> **Extract to read**
★ ★ ★ ★
The deaths for the 1999 - 2016 period are coded under the more detailed ICD10 system. We can see trends by various substances (or categories of substances). Again, there is a dramatic increase in "other opioids" (encompassing most opioid painkiller pills) from 1999 to 2016, a period over which recreational use rates were flat. Heroin overdoses started skyrocketing around 2010, when the "opioid epidemic" started getting widespread attention. I wonder if this is where a crackdown on pills started to take place, and perhaps some recreational Oxycontin users switched to heroin. Or maybe illicit fentanyl made street heroin cheaper (because it's so easy to smuggle/distribute), and it's an independent phenomenon.
★ ★ ★ ★
> **Study material**
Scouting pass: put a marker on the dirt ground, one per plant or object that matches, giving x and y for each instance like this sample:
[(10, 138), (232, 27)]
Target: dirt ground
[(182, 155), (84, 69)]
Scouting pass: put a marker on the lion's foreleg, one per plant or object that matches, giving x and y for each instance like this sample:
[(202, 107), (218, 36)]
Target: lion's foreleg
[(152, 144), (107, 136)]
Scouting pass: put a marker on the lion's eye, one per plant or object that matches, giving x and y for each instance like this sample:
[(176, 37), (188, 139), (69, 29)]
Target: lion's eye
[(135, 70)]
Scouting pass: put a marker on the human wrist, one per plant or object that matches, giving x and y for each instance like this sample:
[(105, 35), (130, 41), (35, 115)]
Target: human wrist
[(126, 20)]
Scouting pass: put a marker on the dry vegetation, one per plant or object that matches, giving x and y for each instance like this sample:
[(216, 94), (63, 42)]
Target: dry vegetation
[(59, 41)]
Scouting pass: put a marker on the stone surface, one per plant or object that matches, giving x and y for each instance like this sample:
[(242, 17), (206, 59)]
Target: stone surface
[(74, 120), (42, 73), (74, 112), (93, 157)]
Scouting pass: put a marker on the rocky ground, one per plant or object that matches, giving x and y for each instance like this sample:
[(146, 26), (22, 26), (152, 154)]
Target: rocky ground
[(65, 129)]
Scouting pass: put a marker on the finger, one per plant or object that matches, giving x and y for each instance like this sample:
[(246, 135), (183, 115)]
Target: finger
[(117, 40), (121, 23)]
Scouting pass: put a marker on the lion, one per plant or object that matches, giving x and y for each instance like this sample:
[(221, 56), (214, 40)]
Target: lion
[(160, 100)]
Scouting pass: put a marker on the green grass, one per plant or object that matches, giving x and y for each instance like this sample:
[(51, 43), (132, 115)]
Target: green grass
★ ★ ★ ★
> **Work order 1**
Duplicate the passage on overdose deaths between "The deaths for" and "an independent phenomenon.", inclusive.
> **Work order 2**
Write the next part of the passage on overdose deaths, continuing from its last sentence.
The material shown here comes from a separate source.

> **Response area 1**
The deaths for the 1999 - 2016 period are coded under the more detailed ICD10 system. We can see trends by various substances (or categories of substances). Again, there is a dramatic increase in "other opioids" (encompassing most opioid painkiller pills) from 1999 to 2016, a period over which recreational use rates were flat. Heroin overdoses started skyrocketing around 2010, when the "opioid epidemic" started getting widespread attention. I wonder if this is where a crackdown on pills started to take place, and perhaps some recreational Oxycontin users switched to heroin. Or maybe illicit fentanyl made street heroin cheaper (because it's so easy to smuggle/distribute), and it's an independent phenomenon.

> **Response area 2**
The "standard narrative" of the opioid epidemic is that loose prescribing practices turned a bunch of unwitting patients into drug addicts. They either began abusing their own legal prescriptions or buying them on the street to use recreationally, and this led to an increase in overdoses. This story is inconsistent with the SAMHSA and MTF survey data, at least for the 2002 to present period. The volume of opioids prescribed roughly quadrupled in the 1999 to present period, leveling off in recent years (level or declining slightly since ~2010). The standard narrative would predict that this should have increased the number of illicit users. Certainly this can be said for the 1990-2000 period. But apparently you can massively increase the volume of opioids prescribed without creating new addicts. And apparently a crackdown (or perhaps just a leveling-off?) can lead to an even faster increase in drug poisoning deaths.
I get annoyed with sloppy journalism on the opioid subject. It usually reports the correlation between deaths and prescriptions in the 1999 to present period, and sloppily implies a neat causal relationship. Such stories usually feature some poor addict with a terrible drug problem, perhaps telling the reporter that they got hooked on a legal prescription and implying to the reader that this is the social phenomenon driving the increase in deaths.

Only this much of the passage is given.